━━━ Données sources

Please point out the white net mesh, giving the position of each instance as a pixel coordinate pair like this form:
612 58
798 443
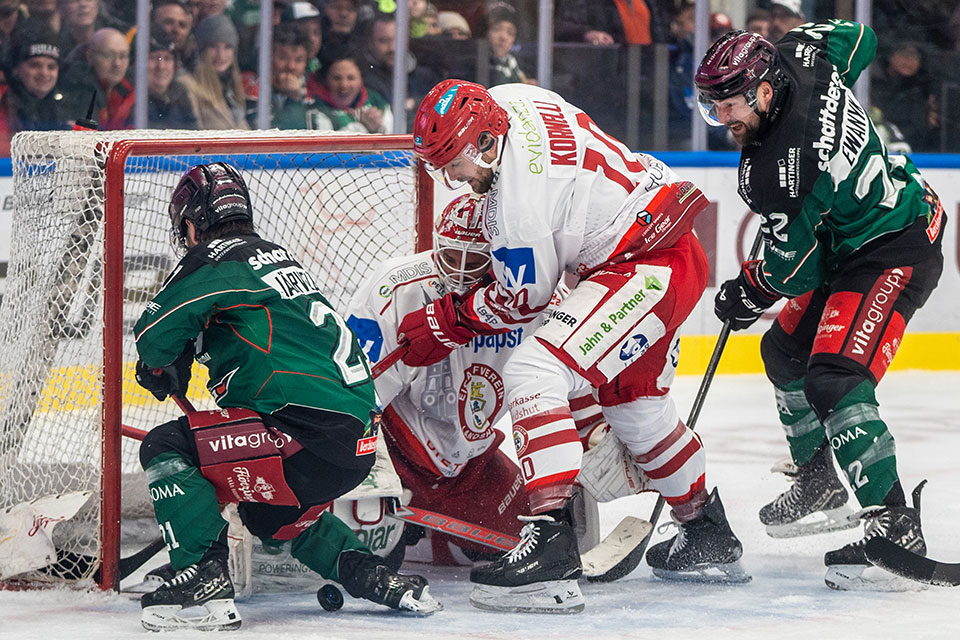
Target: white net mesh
338 212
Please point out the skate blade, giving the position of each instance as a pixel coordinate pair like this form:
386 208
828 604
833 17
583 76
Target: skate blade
859 577
708 572
425 605
552 596
149 584
818 522
222 615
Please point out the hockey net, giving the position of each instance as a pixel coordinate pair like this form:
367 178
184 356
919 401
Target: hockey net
90 247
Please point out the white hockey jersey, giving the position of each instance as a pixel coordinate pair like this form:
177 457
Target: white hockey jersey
565 198
452 406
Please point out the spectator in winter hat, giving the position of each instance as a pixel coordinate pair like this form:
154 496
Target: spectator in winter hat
173 18
215 85
32 100
307 19
454 25
291 106
11 11
169 105
501 36
784 16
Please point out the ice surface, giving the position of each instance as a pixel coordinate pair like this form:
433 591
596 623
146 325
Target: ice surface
786 599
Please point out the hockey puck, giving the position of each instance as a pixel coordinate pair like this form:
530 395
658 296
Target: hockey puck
329 597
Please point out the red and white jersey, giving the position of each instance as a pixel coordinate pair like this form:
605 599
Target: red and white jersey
567 197
452 406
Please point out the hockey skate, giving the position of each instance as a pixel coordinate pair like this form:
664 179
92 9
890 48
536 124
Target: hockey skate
539 575
848 568
365 575
704 550
153 579
816 503
204 584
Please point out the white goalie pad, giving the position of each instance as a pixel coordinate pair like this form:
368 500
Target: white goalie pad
608 471
26 531
259 568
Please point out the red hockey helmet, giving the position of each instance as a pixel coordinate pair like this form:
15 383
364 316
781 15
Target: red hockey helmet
451 117
206 195
735 64
460 251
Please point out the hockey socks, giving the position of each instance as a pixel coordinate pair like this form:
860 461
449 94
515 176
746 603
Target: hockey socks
320 545
804 432
186 508
863 446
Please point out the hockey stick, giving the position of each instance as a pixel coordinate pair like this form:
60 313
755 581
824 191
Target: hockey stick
453 526
701 395
391 358
895 559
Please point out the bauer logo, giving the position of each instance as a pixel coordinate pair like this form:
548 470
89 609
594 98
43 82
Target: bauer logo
443 104
634 347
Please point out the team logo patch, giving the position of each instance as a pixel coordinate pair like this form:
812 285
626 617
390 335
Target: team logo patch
480 397
634 347
519 267
443 104
520 440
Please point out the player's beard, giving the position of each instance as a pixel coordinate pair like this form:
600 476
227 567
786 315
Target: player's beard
482 180
748 131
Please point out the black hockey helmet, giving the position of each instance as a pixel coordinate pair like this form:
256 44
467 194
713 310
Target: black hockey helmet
207 195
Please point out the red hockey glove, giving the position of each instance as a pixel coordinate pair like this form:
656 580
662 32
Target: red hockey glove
744 299
432 332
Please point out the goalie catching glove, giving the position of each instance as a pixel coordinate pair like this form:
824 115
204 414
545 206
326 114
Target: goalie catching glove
169 380
433 332
742 300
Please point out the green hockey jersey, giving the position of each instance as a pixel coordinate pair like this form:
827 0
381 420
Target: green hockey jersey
821 178
268 337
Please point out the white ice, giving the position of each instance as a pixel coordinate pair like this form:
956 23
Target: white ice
786 599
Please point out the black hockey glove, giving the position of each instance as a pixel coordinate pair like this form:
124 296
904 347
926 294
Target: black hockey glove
745 298
169 380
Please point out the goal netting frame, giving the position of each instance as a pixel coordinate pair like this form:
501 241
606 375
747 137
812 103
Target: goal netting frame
41 310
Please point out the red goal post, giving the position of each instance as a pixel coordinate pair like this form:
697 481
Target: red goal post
89 247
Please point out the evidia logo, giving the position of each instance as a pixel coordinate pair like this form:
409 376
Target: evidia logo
443 104
634 347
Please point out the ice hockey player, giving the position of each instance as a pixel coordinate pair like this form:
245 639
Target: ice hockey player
852 238
438 421
296 428
563 196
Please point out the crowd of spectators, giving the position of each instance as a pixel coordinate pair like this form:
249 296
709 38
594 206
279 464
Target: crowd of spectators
332 61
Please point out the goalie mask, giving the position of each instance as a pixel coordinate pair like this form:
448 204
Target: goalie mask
449 123
460 252
207 195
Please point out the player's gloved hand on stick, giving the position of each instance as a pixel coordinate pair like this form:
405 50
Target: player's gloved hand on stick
744 299
169 380
432 332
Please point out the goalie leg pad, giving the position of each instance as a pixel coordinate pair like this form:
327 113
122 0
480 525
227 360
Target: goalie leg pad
544 431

━━━━━━

*Travail à faire*. Reproduisez ces lignes à l'identique, de la première à la dernière, en omettant les images.

*Résultat*.
Please point out the white net mesh, giving the position of each instance as a pixel coordinate pair like this form:
612 58
798 443
Target: white net mesh
338 212
Please point out the skate blade, giving the position of each instance as a pixel coordinate pair like this form:
386 208
828 604
833 17
583 76
Target: skate blade
859 577
708 572
425 605
552 596
149 584
818 522
222 615
Please point out the hockey net, giving the position of each instance as a pixel coordinate pair like this form:
367 178
184 356
919 401
Target: hockey net
90 247
Please point out the white hockey jersey, giving the position of each instance as a pixel coordinate pair like this form:
177 457
Target: white hockey jersey
565 198
452 406
Please point out the spectator in winter hat, giving the position of each instance as a pixel coordinate pair like this form:
154 496
Target: spectator in winter hat
173 18
215 85
32 100
307 19
454 25
291 106
11 11
169 105
501 36
784 16
Please point out the ice surface, giving the position of each instance as a pixel coordinate pair like this form:
433 591
596 623
146 325
Target: ice surface
786 599
Please point out the hockey puck, giving the position of each instance as a pixel coordinate pair like this form:
530 395
658 296
Target: hockey puck
329 597
Please point out the red and white jersey, giving the position of each instance as a pixel coordinate pair like this form:
605 599
Target: red and white jersey
567 197
452 406
Please point out the hockey skate, giving the position of each instance as a pixel coordinate pair like this form:
664 179
92 9
890 48
536 124
Target: hockey skate
539 575
848 568
365 575
704 550
153 579
816 503
204 584
Please point out the white goalie pad, giving the position of each instance as a pixel coordinate pair like this form:
368 500
Target: white goalie pad
608 471
26 531
259 568
Please point out the red hockey helmet, giving the position of each instance as a pixel coordinate pair like this form:
15 383
364 316
781 15
Target: red hockey helmet
451 117
206 195
735 64
460 251
Please point out the hockey socks, giving the position of each instance as a pixel coordinate pair like this form:
860 461
449 94
515 176
746 603
Target: hockey socks
320 545
804 432
186 508
863 446
Please point out the hockey stick, giving the position of each instance as a pixel coordinate pair like this form:
60 313
755 581
824 191
Target: hockey stick
453 526
701 395
391 358
895 559
Please point out the bauer logo, giving the position of each instance as a pixel coordinate pair like this form:
548 470
89 609
594 98
43 82
Target: bauer logo
443 104
634 347
Please point out the team logo patch, giving the position of each instance as a pixel coordinate pair like this form:
812 285
626 617
390 335
Target: team logo patch
480 397
634 347
519 267
443 104
520 440
Please point out the player's beard, giving the position of each instance as a pixel coordinate pair like this form:
600 476
227 567
786 315
Target: player's beard
482 180
748 131
Please point out the black hockey helmet, giving the position of each instance as a pixel coordinate pair like this form:
256 44
467 194
713 310
Target: black hockey helmet
207 195
Please point out the red hockey glove, giving the position of each instance as a pixel coordinate pair like this form:
656 580
662 32
Target: red hockey glove
744 299
432 332
Please point out the goalie catching glove, giving the position of each instance as a pixel coordinate pair like this form:
824 115
204 414
545 206
326 114
Target: goalie catching glove
169 380
433 332
742 300
Please point out the green hockey jersey, giving the position of each instance as a pixel coordinate pair like this form:
827 0
381 420
Target: green hockey jersey
821 178
268 337
Please point out the white ice, giving the position of each instance as a pixel coordinate pair like this form:
956 23
Target: white ice
786 599
Please point out the black hockey glove, giving the position of each instance as a pixel coordinate pair like this form:
124 296
904 347
926 294
Target: black hockey glove
745 298
169 380
Please point out the goal netting frame, giving the position of each instance as a pixel coordinate pair like this form:
501 241
606 375
747 137
812 103
Target: goal netting frame
41 310
Please point out the red goal post, giving the position of each instance as a pixel coordinate pair like this form:
697 481
Target: red goal post
89 247
Please point out the evidia logo, giving the position of each instance as a pixel coordinate pair like this form:
409 376
Target: evidia logo
443 104
634 347
Please point out the ice hockey player, giving the position of each instance as a pixel coordinate pair like this form:
245 639
Target: ice hockey player
852 238
438 421
296 428
563 196
Please point out the crowd of spectators, giving the position of each instance as a pixel coordinate pair like this form:
249 296
709 38
594 206
279 464
Target: crowd of spectators
332 61
Please point out the goalie mask, giving the position of each instance as a pixel coordinate pair like this form:
448 204
Target: goalie mask
449 123
460 252
207 195
Please point out the player's gloved hand on stick, giving the position of each instance as a pixel coordinate pair like this form:
405 50
Target: player's gloved hand on stick
744 299
169 380
432 332
Please point out the goalie leg pad, giving the position of each instance as a pixel coordinate pair like this form:
327 113
122 0
480 525
227 360
Target: goalie leg pad
544 431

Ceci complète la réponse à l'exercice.